- Written task A
Reproduce the commit message below on interrupt handler return values word for word.

If our interrupt handler gets called and we don't really handle the
interrupt then we should return IRQ_NONE. The current interrupt
handler didn't do this, so let's fix it.
NOTE: for some of the cases it's clear that we should return IRQ_NONE
and some cases it's clear that we should return IRQ_HANDLED. However,
there are a few that fall somewhere in between. Specifically, the
documentation for when to return IRQ_NONE vs. IRQ_HANDLED is probably
best spelled out in the commit message of commit d9e4ad5bad ("Document
that IRQ_NONE should be returned when IRQ not actually handled"). That
commit makes it clear that we should return IRQ_HANDLED if we've done
something to make the interrupt stop happening.
The case where it's unclear is, for instance, in dp_aux_isr() after
we've read the interrupt using dp_catalog_aux_get_irq() and confirmed
that "isr" is non-zero. The function dp_catalog_aux_get_irq() not only
reads the interrupts but it also "ack"s all the interrupts that are
returned. For an "unknown" interrupt this has a very good chance of
actually stopping the interrupt from happening. That would mean we've
identified that it's our device and done something to stop them from
happening and should return IRQ_HANDLED. Specifically, it should be
noted that most interrupts that need "ack"ing are ones that are
one-time events and doing an "ack" is enough to clear them. However,
since these interrupts are unknown then, by definition, it's unknown
if "ack"ing them is truly enough to clear them. It's possible that we
also need to remove the original source of the interrupt. In this
case, IRQ_NONE would be a better choice.
Given that returning an occasional IRQ_NONE isn't the absolute end of
the world, however, let's choose that course of action. The IRQ
framework will forgive a few IRQ_NONE returns now and again (and it
won't even log them, which is why we have to log them ourselves). This
means that if we _do_ end hitting an interrupt where "ack"ing isn't
enough the kernel will eventually detect the problem and shut our
device down.

- Written task B
How many lines of the listing below contain the string "brown"? Treat case as significant, and reply with the number alone.

- Data supplied
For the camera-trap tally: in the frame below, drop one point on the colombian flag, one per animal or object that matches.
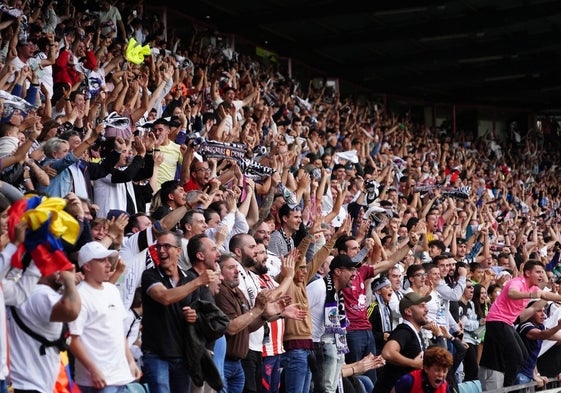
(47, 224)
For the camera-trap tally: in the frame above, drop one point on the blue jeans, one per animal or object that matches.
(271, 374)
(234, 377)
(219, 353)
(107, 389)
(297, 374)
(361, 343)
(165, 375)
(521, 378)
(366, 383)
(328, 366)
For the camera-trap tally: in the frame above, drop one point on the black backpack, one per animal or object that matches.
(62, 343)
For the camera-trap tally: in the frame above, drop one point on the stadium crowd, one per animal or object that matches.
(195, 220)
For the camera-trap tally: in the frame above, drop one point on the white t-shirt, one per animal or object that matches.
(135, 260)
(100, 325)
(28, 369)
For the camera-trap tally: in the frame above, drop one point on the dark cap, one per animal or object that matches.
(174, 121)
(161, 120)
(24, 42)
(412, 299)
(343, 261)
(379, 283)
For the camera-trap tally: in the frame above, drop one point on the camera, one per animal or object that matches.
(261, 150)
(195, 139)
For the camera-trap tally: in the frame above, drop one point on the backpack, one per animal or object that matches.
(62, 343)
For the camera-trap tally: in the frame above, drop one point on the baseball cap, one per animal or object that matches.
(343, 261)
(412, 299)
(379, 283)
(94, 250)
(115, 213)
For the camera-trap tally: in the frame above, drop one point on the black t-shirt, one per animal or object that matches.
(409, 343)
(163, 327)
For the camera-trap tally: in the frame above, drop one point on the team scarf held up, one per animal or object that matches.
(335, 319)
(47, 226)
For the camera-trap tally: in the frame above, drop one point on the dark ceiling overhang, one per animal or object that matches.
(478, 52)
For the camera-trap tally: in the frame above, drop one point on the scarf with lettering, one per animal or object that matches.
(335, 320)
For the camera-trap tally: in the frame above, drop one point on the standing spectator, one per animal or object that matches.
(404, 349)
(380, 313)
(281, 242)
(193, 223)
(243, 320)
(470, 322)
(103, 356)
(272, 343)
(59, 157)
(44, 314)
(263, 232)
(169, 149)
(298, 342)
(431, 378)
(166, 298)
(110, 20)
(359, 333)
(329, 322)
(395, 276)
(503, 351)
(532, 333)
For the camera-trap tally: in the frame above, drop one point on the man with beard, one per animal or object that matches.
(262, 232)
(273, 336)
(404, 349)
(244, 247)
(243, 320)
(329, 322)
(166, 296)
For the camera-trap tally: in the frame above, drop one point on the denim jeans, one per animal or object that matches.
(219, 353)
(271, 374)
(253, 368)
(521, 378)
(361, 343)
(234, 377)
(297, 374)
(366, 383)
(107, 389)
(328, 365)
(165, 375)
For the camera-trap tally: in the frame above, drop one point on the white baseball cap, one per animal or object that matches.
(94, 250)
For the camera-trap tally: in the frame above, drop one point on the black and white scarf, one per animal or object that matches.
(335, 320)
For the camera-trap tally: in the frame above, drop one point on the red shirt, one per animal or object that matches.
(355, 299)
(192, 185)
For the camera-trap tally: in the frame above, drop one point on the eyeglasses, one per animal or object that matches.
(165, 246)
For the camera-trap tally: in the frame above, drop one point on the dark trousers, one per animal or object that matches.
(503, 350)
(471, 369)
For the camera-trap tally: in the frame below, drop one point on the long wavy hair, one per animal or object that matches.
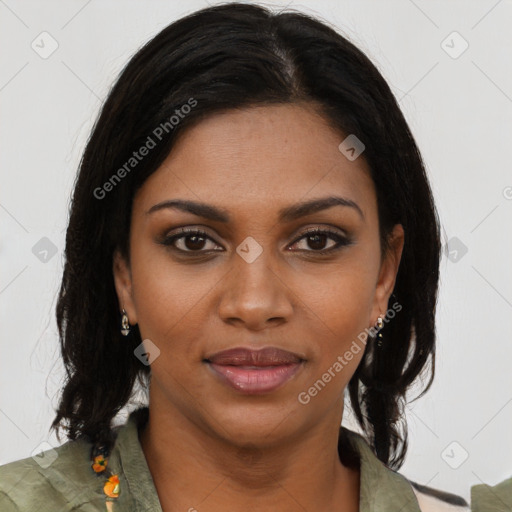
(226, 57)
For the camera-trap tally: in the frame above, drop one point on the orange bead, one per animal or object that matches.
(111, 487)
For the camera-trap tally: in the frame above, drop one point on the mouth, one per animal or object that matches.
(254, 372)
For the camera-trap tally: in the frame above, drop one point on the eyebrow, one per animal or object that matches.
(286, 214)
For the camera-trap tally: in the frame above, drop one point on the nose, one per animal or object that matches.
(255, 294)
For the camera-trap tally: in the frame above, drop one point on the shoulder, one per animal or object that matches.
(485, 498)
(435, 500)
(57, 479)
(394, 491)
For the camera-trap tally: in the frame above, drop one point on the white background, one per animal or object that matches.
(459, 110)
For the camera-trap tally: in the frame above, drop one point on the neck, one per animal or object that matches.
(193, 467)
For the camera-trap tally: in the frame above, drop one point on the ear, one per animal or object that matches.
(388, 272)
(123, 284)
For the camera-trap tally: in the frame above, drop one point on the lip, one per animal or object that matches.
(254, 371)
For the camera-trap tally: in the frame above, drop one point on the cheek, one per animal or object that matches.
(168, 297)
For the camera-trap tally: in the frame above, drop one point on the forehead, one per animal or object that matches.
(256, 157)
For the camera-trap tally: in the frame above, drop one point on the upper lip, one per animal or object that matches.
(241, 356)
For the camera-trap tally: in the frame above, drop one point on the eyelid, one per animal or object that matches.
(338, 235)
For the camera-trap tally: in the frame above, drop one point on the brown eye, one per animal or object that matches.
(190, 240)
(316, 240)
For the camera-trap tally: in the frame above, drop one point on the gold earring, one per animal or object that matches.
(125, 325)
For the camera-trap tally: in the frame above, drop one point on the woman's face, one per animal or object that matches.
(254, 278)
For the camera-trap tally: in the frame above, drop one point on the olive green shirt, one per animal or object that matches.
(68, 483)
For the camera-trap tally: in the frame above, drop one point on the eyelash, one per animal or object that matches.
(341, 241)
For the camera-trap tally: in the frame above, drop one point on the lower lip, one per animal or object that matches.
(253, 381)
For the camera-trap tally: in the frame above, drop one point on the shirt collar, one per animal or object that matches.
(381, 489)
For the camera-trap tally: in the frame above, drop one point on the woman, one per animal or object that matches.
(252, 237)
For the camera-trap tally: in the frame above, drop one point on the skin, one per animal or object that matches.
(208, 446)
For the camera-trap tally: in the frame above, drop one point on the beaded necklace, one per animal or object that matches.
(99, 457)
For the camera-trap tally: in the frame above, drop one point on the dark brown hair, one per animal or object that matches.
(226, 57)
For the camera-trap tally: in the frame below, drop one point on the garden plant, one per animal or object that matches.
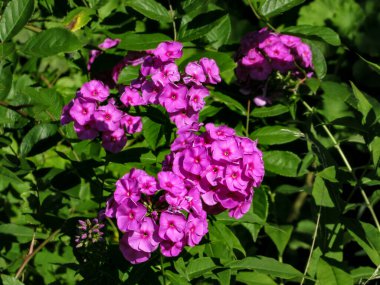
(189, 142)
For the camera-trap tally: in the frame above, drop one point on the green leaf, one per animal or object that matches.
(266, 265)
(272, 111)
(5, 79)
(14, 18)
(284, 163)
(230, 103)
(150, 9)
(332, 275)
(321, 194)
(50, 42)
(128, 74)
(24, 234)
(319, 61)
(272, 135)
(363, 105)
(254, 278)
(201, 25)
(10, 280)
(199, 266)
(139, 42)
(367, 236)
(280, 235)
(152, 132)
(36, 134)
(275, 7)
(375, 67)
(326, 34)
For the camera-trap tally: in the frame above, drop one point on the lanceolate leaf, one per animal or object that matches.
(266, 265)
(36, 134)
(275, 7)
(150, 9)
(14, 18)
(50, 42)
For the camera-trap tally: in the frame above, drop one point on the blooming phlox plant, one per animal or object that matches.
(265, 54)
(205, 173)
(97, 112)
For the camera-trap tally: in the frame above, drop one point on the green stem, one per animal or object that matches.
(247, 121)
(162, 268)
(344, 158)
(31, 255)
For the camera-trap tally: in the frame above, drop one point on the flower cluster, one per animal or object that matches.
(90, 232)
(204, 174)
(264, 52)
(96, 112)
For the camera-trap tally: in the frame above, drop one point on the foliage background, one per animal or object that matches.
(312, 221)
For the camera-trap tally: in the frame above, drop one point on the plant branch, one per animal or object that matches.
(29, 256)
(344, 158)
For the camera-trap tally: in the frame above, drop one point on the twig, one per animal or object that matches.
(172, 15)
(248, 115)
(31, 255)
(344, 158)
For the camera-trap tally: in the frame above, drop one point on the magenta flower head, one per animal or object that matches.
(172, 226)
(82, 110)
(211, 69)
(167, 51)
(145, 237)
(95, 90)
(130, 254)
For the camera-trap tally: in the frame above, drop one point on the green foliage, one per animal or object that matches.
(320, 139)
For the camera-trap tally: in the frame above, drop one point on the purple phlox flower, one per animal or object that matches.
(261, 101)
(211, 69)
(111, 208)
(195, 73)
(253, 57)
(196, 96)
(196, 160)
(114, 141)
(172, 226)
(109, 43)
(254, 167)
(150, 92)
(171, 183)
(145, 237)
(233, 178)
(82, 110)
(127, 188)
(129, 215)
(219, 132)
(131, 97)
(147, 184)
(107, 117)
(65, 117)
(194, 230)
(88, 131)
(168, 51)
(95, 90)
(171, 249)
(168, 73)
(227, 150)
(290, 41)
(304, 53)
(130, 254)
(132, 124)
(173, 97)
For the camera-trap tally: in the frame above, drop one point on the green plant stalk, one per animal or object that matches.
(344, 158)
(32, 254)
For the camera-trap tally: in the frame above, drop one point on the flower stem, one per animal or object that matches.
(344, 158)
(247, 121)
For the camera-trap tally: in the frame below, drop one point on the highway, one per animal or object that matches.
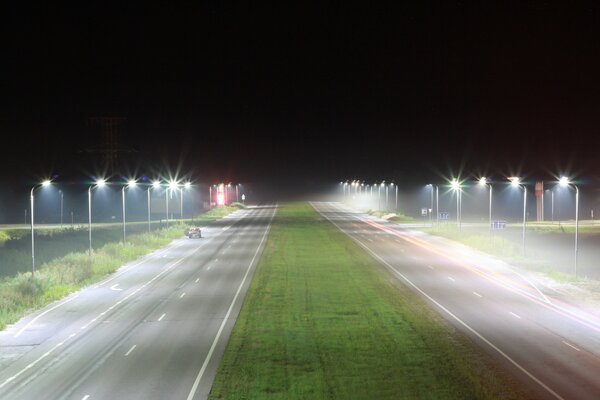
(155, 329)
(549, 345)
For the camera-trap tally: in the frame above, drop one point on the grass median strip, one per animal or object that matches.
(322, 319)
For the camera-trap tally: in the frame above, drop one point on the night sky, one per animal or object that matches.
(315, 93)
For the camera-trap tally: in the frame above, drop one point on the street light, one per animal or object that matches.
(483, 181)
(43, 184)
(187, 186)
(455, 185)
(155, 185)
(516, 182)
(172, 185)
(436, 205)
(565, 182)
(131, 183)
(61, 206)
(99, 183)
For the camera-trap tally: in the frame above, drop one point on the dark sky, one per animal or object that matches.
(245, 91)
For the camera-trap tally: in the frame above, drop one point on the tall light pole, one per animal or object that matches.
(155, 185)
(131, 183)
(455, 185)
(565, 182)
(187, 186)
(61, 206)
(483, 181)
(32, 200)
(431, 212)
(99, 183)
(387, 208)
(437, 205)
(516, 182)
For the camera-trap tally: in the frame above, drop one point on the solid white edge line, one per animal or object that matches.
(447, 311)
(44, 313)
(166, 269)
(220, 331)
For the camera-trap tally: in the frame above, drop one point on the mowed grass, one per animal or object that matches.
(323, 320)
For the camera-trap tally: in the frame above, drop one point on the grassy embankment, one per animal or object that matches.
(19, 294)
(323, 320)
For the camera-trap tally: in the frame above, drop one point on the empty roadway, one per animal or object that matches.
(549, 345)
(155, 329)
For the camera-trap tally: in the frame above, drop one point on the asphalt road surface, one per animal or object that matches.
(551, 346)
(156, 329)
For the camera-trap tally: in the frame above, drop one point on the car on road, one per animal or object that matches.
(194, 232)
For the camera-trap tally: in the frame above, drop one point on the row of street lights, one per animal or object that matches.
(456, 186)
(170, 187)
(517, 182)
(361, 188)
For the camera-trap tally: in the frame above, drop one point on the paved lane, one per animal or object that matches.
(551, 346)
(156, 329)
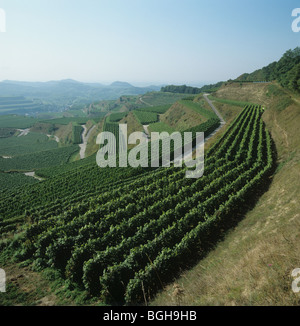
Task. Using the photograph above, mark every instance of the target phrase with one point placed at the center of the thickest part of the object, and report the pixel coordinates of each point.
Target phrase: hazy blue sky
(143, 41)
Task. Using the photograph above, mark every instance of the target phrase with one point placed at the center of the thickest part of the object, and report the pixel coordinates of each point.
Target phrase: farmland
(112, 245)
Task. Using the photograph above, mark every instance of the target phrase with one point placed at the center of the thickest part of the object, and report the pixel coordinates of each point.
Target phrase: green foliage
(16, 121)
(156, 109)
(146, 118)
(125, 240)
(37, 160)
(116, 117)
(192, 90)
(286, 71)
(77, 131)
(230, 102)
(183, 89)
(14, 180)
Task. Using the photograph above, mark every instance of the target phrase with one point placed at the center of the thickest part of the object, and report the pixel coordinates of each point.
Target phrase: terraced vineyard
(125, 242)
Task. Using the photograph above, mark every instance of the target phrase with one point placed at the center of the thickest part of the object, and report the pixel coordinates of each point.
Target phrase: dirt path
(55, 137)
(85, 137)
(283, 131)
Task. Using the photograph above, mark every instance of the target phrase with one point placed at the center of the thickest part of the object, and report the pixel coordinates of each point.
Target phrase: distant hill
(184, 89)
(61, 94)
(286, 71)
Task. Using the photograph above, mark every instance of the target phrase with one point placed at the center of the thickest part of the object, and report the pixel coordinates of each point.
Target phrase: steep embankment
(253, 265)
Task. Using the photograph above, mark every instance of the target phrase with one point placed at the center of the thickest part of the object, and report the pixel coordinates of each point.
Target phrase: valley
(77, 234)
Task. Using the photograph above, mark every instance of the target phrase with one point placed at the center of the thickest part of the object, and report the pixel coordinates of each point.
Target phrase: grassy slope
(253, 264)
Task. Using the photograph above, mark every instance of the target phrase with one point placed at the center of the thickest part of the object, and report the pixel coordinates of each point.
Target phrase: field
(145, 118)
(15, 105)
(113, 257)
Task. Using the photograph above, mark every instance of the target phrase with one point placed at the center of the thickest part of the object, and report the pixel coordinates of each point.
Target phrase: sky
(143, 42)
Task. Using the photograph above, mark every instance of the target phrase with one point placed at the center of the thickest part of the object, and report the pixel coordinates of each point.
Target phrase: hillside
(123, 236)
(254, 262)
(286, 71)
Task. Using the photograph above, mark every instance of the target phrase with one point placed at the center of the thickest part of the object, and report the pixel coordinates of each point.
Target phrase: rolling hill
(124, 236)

- Written reply A
If our interrupt handler gets called and we don't really handle the
interrupt then we should return IRQ_NONE. The current interrupt
handler didn't do this, so let's fix it.
NOTE: for some of the cases it's clear that we should return IRQ_NONE
and some cases it's clear that we should return IRQ_HANDLED. However,
there are a few that fall somewhere in between. Specifically, the
documentation for when to return IRQ_NONE vs. IRQ_HANDLED is probably
best spelled out in the commit message of commit d9e4ad5bad ("Document
that IRQ_NONE should be returned when IRQ not actually handled"). That
commit makes it clear that we should return IRQ_HANDLED if we've done
something to make the interrupt stop happening.
The case where it's unclear is, for instance, in dp_aux_isr() after
we've read the interrupt using dp_catalog_aux_get_irq() and confirmed
that "isr" is non-zero. The function dp_catalog_aux_get_irq() not only
reads the interrupts but it also "ack"s all the interrupts that are
returned. For an "unknown" interrupt this has a very good chance of
actually stopping the interrupt from happening. That would mean we've
identified that it's our device and done something to stop them from
happening and should return IRQ_HANDLED. Specifically, it should be
noted that most interrupts that need "ack"ing are ones that are
one-time events and doing an "ack" is enough to clear them. However,
since these interrupts are unknown then, by definition, it's unknown
if "ack"ing them is truly enough to clear them. It's possible that we
also need to remove the original source of the interrupt. In this
case, IRQ_NONE would be a better choice.
Given that returning an occasional IRQ_NONE isn't the absolute end of
the world, however, let's choose that course of action. The IRQ
framework will forgive a few IRQ_NONE returns now and again (and it
won't even log them, which is why we have to log them ourselves). This
means that if we _do_ end hitting an interrupt where "ack"ing isn't
enough the kernel will eventually detect the problem and shut our
device down.

- Written reply B
2